▸ **Requirements**: Quote the lines from the line holding "If you could mark the white undershirt" to the very end of the listing, exactly, and no others.

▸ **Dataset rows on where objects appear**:
>>>>
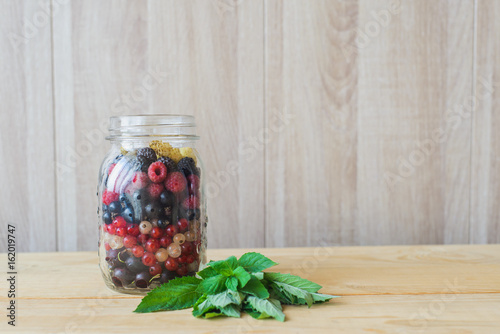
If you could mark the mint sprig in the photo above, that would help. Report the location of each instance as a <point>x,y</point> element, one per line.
<point>228,287</point>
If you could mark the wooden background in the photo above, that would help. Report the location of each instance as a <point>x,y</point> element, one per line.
<point>378,117</point>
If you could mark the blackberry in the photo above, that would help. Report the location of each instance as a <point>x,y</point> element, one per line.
<point>169,163</point>
<point>187,166</point>
<point>146,156</point>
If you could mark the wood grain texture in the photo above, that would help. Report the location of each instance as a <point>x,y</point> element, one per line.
<point>361,104</point>
<point>414,134</point>
<point>405,289</point>
<point>100,64</point>
<point>340,270</point>
<point>485,191</point>
<point>311,155</point>
<point>213,53</point>
<point>26,127</point>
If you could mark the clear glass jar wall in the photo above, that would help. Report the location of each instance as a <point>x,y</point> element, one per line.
<point>152,208</point>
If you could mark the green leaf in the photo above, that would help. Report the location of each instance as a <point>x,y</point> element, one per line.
<point>225,298</point>
<point>294,281</point>
<point>207,273</point>
<point>267,307</point>
<point>213,285</point>
<point>294,294</point>
<point>256,288</point>
<point>232,283</point>
<point>202,306</point>
<point>259,276</point>
<point>242,276</point>
<point>231,310</point>
<point>225,267</point>
<point>177,294</point>
<point>255,262</point>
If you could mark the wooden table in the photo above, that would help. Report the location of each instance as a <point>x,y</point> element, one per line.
<point>409,289</point>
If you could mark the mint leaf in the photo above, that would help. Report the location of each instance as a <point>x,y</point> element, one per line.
<point>207,272</point>
<point>213,285</point>
<point>177,294</point>
<point>267,307</point>
<point>242,276</point>
<point>225,267</point>
<point>255,262</point>
<point>256,288</point>
<point>294,294</point>
<point>231,310</point>
<point>225,298</point>
<point>292,280</point>
<point>232,283</point>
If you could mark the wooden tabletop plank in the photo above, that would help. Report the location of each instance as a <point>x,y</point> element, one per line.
<point>457,313</point>
<point>341,270</point>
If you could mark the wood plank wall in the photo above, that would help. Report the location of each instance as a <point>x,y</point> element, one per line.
<point>351,122</point>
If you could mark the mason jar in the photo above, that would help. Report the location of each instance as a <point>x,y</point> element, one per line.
<point>152,208</point>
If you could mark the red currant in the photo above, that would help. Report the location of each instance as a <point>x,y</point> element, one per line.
<point>171,264</point>
<point>187,247</point>
<point>148,259</point>
<point>182,224</point>
<point>121,231</point>
<point>138,251</point>
<point>142,239</point>
<point>171,230</point>
<point>155,269</point>
<point>129,241</point>
<point>119,222</point>
<point>111,229</point>
<point>133,230</point>
<point>156,232</point>
<point>165,241</point>
<point>152,245</point>
<point>182,271</point>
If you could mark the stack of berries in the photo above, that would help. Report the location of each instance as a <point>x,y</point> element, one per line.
<point>151,213</point>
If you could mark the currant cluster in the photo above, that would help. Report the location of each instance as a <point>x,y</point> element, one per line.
<point>151,227</point>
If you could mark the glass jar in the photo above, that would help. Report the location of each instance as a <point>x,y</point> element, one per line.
<point>152,208</point>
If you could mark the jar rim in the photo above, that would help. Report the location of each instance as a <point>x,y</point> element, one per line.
<point>152,125</point>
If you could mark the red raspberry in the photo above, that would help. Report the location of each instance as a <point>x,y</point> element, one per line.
<point>140,180</point>
<point>192,202</point>
<point>119,222</point>
<point>111,167</point>
<point>155,190</point>
<point>156,233</point>
<point>148,259</point>
<point>121,231</point>
<point>194,180</point>
<point>157,172</point>
<point>129,241</point>
<point>142,239</point>
<point>152,245</point>
<point>165,241</point>
<point>182,224</point>
<point>175,182</point>
<point>138,251</point>
<point>171,264</point>
<point>109,197</point>
<point>182,271</point>
<point>111,229</point>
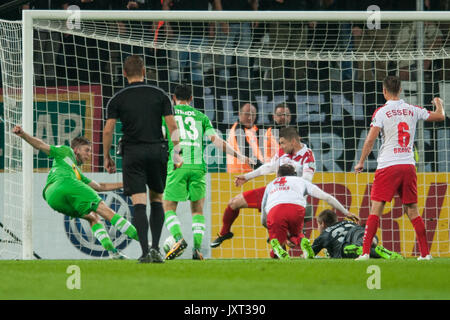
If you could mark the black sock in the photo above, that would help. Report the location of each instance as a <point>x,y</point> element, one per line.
<point>141,224</point>
<point>156,222</point>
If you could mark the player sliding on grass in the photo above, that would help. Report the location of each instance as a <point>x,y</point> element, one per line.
<point>344,239</point>
<point>188,182</point>
<point>283,210</point>
<point>69,192</point>
<point>292,151</point>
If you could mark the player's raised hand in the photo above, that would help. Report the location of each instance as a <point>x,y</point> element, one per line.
<point>359,167</point>
<point>437,102</point>
<point>239,180</point>
<point>177,159</point>
<point>109,164</point>
<point>18,131</point>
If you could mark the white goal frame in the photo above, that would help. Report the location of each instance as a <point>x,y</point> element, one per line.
<point>29,16</point>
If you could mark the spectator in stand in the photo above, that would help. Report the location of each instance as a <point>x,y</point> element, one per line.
<point>83,55</point>
<point>186,34</point>
<point>281,118</point>
<point>237,35</point>
<point>288,36</point>
<point>405,36</point>
<point>47,45</point>
<point>243,137</point>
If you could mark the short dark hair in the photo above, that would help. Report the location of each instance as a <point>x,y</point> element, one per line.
<point>79,141</point>
<point>328,217</point>
<point>133,66</point>
<point>289,133</point>
<point>286,170</point>
<point>392,84</point>
<point>183,92</point>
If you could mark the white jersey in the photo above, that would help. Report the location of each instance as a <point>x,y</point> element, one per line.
<point>303,161</point>
<point>290,189</point>
<point>397,120</point>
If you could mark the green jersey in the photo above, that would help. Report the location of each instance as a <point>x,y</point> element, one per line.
<point>64,166</point>
<point>193,126</point>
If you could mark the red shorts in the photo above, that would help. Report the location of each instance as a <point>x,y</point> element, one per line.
<point>254,197</point>
<point>400,178</point>
<point>284,218</point>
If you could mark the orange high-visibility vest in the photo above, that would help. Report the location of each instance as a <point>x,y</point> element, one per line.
<point>271,145</point>
<point>234,165</point>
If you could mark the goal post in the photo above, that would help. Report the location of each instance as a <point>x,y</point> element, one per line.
<point>325,66</point>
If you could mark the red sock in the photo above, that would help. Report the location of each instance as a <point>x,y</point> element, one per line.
<point>228,218</point>
<point>421,235</point>
<point>369,233</point>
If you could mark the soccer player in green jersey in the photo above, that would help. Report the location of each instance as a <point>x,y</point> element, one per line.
<point>71,193</point>
<point>188,182</point>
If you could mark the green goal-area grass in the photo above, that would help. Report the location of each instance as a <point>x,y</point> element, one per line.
<point>230,279</point>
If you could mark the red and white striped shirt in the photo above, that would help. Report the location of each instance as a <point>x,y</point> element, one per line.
<point>397,120</point>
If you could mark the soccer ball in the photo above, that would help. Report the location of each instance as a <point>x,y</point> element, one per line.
<point>168,244</point>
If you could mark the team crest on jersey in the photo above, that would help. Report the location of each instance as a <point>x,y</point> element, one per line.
<point>79,231</point>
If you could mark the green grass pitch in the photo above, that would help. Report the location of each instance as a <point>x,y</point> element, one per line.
<point>230,279</point>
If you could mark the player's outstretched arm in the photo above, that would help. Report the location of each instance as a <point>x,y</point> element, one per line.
<point>105,186</point>
<point>438,114</point>
<point>33,141</point>
<point>316,192</point>
<point>175,137</point>
<point>367,147</point>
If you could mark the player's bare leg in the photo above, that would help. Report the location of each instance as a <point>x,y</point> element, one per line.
<point>102,236</point>
<point>413,214</point>
<point>377,208</point>
<point>198,227</point>
<point>229,216</point>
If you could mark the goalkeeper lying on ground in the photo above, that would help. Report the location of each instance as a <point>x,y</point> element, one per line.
<point>69,192</point>
<point>344,239</point>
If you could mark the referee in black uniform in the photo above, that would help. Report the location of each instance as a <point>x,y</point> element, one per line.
<point>140,108</point>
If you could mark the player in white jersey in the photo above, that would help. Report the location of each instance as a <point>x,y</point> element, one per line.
<point>283,210</point>
<point>396,122</point>
<point>292,151</point>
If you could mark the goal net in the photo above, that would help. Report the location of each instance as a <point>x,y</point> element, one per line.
<point>60,68</point>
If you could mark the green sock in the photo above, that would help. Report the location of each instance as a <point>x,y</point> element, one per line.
<point>173,224</point>
<point>198,229</point>
<point>124,226</point>
<point>101,235</point>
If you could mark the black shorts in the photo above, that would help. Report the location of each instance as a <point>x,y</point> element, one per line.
<point>144,165</point>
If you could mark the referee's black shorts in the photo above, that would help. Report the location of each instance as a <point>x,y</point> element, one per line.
<point>144,165</point>
<point>356,236</point>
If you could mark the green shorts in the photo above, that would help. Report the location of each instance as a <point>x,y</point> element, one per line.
<point>182,185</point>
<point>72,197</point>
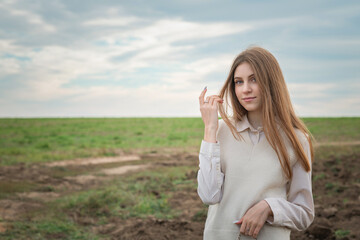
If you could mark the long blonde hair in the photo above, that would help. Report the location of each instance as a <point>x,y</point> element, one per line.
<point>276,105</point>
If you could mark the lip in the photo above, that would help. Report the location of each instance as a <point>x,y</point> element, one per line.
<point>248,99</point>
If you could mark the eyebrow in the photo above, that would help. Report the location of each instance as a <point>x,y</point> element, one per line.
<point>252,75</point>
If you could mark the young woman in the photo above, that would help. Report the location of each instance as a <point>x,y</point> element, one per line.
<point>255,165</point>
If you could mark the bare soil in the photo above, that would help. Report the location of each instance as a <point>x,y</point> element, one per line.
<point>336,184</point>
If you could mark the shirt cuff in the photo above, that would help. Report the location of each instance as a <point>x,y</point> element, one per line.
<point>210,149</point>
<point>276,218</point>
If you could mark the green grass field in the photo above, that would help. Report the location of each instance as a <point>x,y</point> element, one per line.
<point>45,140</point>
<point>74,214</point>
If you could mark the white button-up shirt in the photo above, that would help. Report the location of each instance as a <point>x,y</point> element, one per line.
<point>297,212</point>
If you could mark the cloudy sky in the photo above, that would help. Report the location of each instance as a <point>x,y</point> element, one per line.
<point>152,58</point>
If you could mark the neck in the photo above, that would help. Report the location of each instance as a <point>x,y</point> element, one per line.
<point>255,119</point>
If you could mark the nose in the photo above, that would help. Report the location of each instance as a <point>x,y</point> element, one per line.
<point>246,87</point>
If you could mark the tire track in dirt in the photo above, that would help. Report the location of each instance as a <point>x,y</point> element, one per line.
<point>17,205</point>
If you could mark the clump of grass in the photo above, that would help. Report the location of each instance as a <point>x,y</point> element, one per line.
<point>46,229</point>
<point>341,233</point>
<point>11,187</point>
<point>140,195</point>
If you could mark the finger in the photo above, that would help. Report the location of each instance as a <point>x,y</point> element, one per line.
<point>256,232</point>
<point>201,97</point>
<point>242,228</point>
<point>252,230</point>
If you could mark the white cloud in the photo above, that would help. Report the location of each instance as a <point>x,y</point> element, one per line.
<point>28,16</point>
<point>112,22</point>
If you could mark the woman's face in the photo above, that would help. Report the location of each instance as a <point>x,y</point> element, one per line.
<point>247,89</point>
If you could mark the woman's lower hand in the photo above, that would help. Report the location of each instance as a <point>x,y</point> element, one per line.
<point>254,219</point>
<point>209,114</point>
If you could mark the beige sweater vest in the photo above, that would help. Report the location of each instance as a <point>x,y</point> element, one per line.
<point>252,173</point>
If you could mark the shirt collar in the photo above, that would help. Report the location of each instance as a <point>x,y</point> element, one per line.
<point>245,124</point>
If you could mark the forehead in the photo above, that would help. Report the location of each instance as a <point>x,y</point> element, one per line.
<point>244,70</point>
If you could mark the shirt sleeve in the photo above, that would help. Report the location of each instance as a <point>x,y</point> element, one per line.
<point>210,178</point>
<point>297,212</point>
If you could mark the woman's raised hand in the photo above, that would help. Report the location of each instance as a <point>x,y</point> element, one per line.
<point>209,114</point>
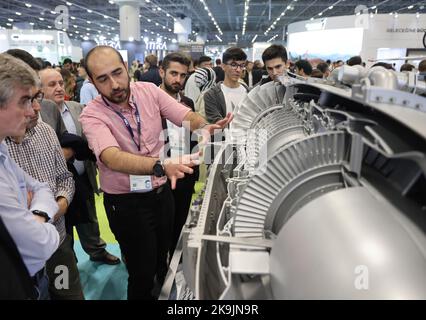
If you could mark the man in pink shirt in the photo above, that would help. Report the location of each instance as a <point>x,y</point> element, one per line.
<point>123,126</point>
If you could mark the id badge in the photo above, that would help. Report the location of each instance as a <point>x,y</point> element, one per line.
<point>140,183</point>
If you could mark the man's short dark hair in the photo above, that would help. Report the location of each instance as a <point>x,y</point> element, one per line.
<point>26,57</point>
<point>354,61</point>
<point>233,54</point>
<point>305,66</point>
<point>93,50</point>
<point>175,57</point>
<point>203,59</point>
<point>323,67</point>
<point>274,51</point>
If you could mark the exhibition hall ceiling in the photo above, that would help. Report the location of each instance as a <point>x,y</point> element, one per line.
<point>226,21</point>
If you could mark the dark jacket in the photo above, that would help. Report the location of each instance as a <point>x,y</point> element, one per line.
<point>152,75</point>
<point>220,74</point>
<point>16,283</point>
<point>51,115</point>
<point>215,104</point>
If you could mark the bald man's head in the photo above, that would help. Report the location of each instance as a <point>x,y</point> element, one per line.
<point>52,85</point>
<point>100,51</point>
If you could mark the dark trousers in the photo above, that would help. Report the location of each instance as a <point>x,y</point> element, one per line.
<point>142,223</point>
<point>64,282</point>
<point>182,197</point>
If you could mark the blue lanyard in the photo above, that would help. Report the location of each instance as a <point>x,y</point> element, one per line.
<point>127,123</point>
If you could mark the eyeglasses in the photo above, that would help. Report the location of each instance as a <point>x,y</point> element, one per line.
<point>235,65</point>
<point>38,96</point>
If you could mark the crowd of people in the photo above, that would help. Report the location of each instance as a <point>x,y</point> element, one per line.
<point>60,126</point>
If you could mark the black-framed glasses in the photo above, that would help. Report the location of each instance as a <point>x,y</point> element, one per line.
<point>235,65</point>
<point>38,97</point>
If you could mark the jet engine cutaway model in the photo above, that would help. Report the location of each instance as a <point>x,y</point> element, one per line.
<point>318,193</point>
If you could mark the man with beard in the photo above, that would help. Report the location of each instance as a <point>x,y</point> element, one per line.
<point>39,154</point>
<point>82,210</point>
<point>26,205</point>
<point>173,72</point>
<point>123,126</point>
<point>275,61</point>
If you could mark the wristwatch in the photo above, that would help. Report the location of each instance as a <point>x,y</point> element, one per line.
<point>158,169</point>
<point>41,214</point>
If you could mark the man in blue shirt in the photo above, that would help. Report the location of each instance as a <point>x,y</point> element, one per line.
<point>27,206</point>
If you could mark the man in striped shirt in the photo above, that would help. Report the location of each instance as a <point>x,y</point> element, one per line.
<point>39,154</point>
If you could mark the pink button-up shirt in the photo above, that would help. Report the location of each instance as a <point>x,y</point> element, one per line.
<point>104,128</point>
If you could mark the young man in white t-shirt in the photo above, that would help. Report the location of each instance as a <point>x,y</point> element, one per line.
<point>226,95</point>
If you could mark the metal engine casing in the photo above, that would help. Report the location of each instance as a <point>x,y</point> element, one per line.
<point>319,193</point>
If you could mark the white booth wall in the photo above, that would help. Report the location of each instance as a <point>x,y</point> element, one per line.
<point>46,44</point>
<point>375,36</point>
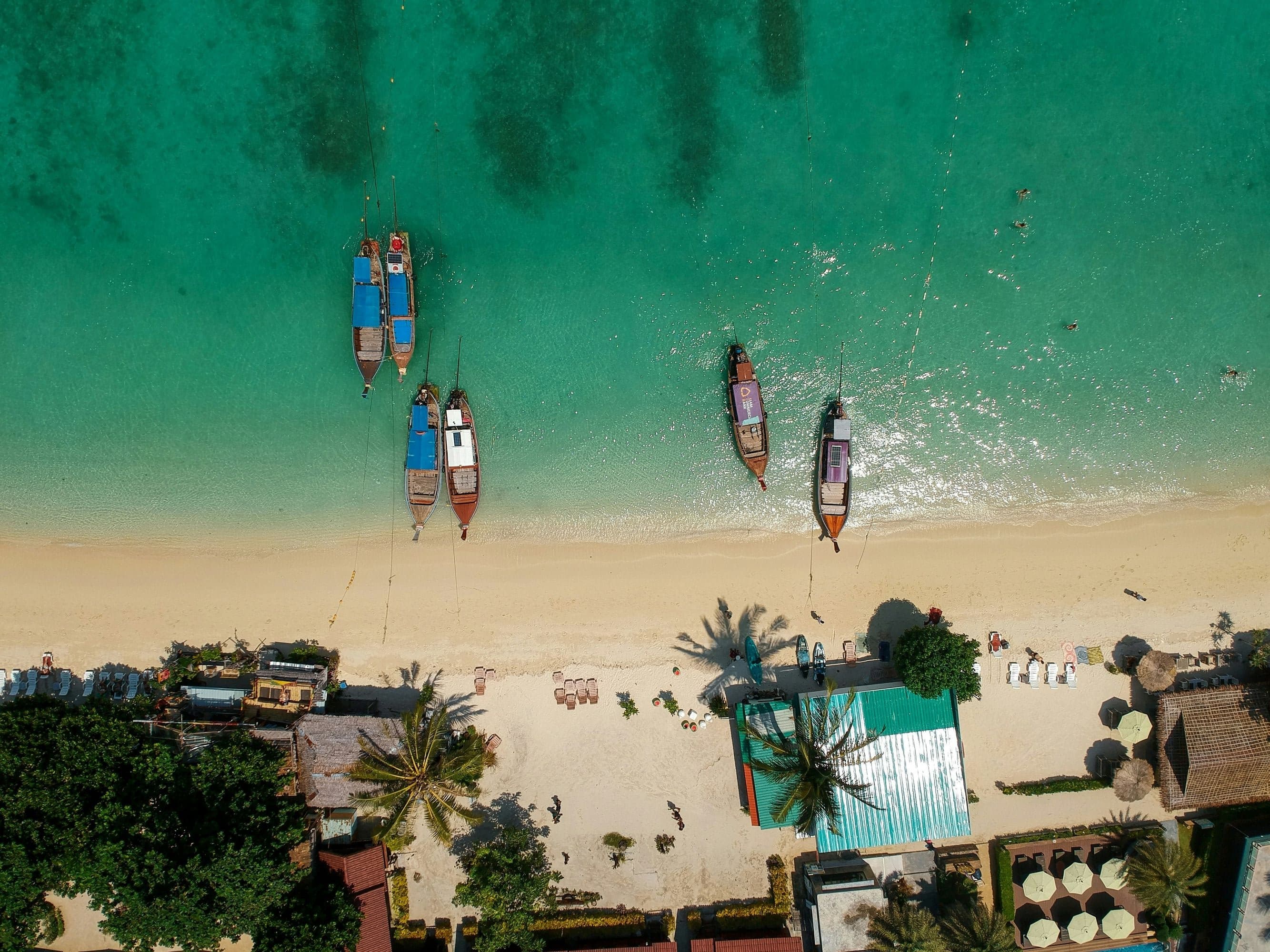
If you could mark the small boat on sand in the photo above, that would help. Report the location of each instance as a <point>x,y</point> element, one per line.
<point>833,470</point>
<point>400,295</point>
<point>749,418</point>
<point>463,464</point>
<point>369,307</point>
<point>423,456</point>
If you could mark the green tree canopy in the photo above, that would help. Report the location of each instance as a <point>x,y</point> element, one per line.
<point>905,927</point>
<point>430,771</point>
<point>318,916</point>
<point>931,661</point>
<point>1165,876</point>
<point>808,764</point>
<point>511,883</point>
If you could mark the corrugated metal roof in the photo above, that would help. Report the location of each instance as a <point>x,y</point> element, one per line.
<point>766,716</point>
<point>916,776</point>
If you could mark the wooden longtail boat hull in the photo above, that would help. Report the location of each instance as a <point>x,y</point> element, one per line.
<point>463,482</point>
<point>403,352</point>
<point>832,497</point>
<point>369,342</point>
<point>423,486</point>
<point>750,432</point>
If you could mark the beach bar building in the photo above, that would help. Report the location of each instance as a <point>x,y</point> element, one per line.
<point>916,774</point>
<point>1213,747</point>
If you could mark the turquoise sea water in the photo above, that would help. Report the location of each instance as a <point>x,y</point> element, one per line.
<point>609,188</point>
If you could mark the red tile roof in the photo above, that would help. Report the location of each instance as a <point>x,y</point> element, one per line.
<point>365,875</point>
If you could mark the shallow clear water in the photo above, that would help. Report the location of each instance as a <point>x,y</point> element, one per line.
<point>608,189</point>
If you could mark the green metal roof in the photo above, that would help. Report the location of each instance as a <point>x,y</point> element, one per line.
<point>770,718</point>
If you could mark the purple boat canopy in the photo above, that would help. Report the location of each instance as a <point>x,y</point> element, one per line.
<point>745,398</point>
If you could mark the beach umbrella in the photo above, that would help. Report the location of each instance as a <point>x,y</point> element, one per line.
<point>1039,886</point>
<point>1133,728</point>
<point>756,669</point>
<point>1133,781</point>
<point>1082,928</point>
<point>1043,932</point>
<point>1156,671</point>
<point>1077,879</point>
<point>1118,924</point>
<point>1113,874</point>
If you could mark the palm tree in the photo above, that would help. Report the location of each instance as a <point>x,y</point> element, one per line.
<point>1165,876</point>
<point>429,768</point>
<point>905,927</point>
<point>810,764</point>
<point>976,928</point>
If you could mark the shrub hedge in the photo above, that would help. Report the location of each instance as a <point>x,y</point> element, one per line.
<point>1057,785</point>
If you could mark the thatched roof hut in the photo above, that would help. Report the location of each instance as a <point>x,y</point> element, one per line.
<point>1213,747</point>
<point>1156,671</point>
<point>1133,781</point>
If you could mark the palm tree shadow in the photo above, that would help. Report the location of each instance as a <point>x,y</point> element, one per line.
<point>724,639</point>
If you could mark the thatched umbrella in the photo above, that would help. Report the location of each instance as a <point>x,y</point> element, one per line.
<point>1133,781</point>
<point>1156,671</point>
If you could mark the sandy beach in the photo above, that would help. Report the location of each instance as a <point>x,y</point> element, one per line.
<point>627,615</point>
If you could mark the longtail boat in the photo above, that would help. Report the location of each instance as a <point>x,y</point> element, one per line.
<point>749,418</point>
<point>400,295</point>
<point>463,464</point>
<point>833,470</point>
<point>423,456</point>
<point>369,307</point>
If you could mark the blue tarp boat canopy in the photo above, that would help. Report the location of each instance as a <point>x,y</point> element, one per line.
<point>399,300</point>
<point>421,452</point>
<point>366,307</point>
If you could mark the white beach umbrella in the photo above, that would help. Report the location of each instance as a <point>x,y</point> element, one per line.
<point>1113,874</point>
<point>1118,923</point>
<point>1133,728</point>
<point>1082,928</point>
<point>1077,879</point>
<point>1039,886</point>
<point>1043,932</point>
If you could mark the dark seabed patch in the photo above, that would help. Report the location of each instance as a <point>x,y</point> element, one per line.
<point>780,42</point>
<point>78,75</point>
<point>544,61</point>
<point>690,78</point>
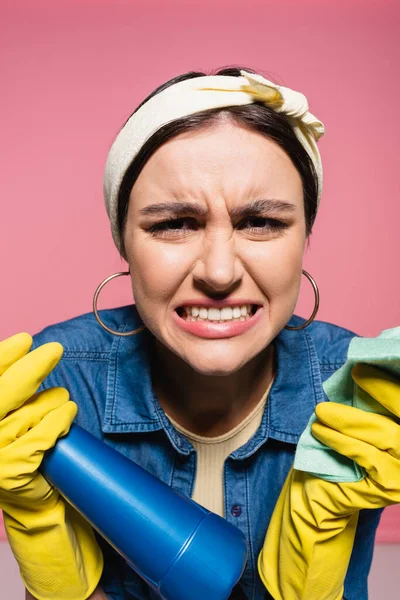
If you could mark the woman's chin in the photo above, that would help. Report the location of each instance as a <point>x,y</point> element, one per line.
<point>216,366</point>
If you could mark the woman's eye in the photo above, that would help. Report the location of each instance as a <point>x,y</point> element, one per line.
<point>173,226</point>
<point>262,225</point>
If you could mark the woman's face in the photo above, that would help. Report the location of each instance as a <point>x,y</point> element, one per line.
<point>215,237</point>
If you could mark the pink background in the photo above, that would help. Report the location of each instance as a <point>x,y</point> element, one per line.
<point>72,72</point>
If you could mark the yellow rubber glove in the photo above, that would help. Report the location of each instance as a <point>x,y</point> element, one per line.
<point>310,537</point>
<point>54,546</point>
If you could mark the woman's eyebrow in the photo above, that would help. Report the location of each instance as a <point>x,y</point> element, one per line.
<point>262,207</point>
<point>255,207</point>
<point>175,209</point>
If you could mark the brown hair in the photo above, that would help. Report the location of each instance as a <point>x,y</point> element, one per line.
<point>256,116</point>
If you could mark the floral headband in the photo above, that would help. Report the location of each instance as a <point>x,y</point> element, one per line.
<point>195,95</point>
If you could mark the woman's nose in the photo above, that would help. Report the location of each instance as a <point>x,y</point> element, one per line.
<point>218,267</point>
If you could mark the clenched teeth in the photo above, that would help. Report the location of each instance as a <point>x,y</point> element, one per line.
<point>217,315</point>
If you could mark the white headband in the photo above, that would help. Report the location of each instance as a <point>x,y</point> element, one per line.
<point>195,95</point>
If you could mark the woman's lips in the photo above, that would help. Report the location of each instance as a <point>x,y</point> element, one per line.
<point>212,330</point>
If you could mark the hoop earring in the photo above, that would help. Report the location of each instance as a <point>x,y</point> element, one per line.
<point>316,306</point>
<point>96,314</point>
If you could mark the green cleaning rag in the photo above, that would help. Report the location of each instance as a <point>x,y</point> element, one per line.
<point>313,456</point>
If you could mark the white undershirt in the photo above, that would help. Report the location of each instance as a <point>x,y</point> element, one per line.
<point>212,453</point>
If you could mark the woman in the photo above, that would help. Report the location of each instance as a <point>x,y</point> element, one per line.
<point>212,189</point>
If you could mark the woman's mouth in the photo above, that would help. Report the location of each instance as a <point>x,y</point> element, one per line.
<point>212,322</point>
<point>217,315</point>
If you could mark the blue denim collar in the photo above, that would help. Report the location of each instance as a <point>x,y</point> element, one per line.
<point>132,406</point>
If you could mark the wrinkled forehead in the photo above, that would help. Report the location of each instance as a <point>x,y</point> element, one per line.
<point>227,162</point>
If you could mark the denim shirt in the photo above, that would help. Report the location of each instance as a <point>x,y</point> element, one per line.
<point>109,378</point>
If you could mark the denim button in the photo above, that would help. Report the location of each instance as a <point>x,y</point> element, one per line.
<point>236,510</point>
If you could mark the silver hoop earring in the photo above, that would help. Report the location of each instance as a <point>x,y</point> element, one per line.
<point>316,306</point>
<point>96,314</point>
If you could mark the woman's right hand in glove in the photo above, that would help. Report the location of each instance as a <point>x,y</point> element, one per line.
<point>54,546</point>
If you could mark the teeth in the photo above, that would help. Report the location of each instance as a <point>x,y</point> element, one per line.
<point>228,313</point>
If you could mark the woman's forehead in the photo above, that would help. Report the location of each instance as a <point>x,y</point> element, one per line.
<point>227,159</point>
<<<<
▸ **Solution to the exercise**:
If you could mark the white undershirt in the photo above, that would help. Report the location of each instance as a <point>x,y</point> element, one per line.
<point>212,453</point>
If you could mark the woman in the photo above, that would help. Report the location of each instance as a <point>x,y</point> element, one per line.
<point>212,189</point>
If you could mark the woman's mouth in the photo above, that would help. Report the location of each instance as a <point>x,y</point> element, one per line.
<point>212,322</point>
<point>217,315</point>
If you could mark the blue denim collar in the photo above, that would help. Report the location of each instance as a <point>x,y</point> element, one per line.
<point>132,406</point>
If you could mark the wrinkled forehead in the photo above, that would help. Report the location of each instance as a <point>x,y</point> element, one per line.
<point>227,162</point>
If you could mark the denim shirt in the photo above, that would help. Report the location of each instance as a <point>x,y</point> element, one per line.
<point>109,378</point>
If you could mark the denim button in the photo above, that would help. Report the location of each instance as a <point>x,y</point> element, one per line.
<point>236,510</point>
If you could mark the silver hoop earring in the photo above, that would help. Report the location of each instance as a <point>x,y</point> element, one per line.
<point>316,306</point>
<point>96,314</point>
If you could mark the woman's right hand in glove in the photo above, that would help. Report the location of each instance as a <point>x,y</point> element, one per line.
<point>54,546</point>
If you could mark the teeth in the photo above, that would help. Report the location of each instance as a <point>x,y</point> element, one per line.
<point>228,313</point>
If you could mark the woman's forehead in the photo above, that would help. Report the location of each instance as a <point>x,y</point> element, one per line.
<point>227,159</point>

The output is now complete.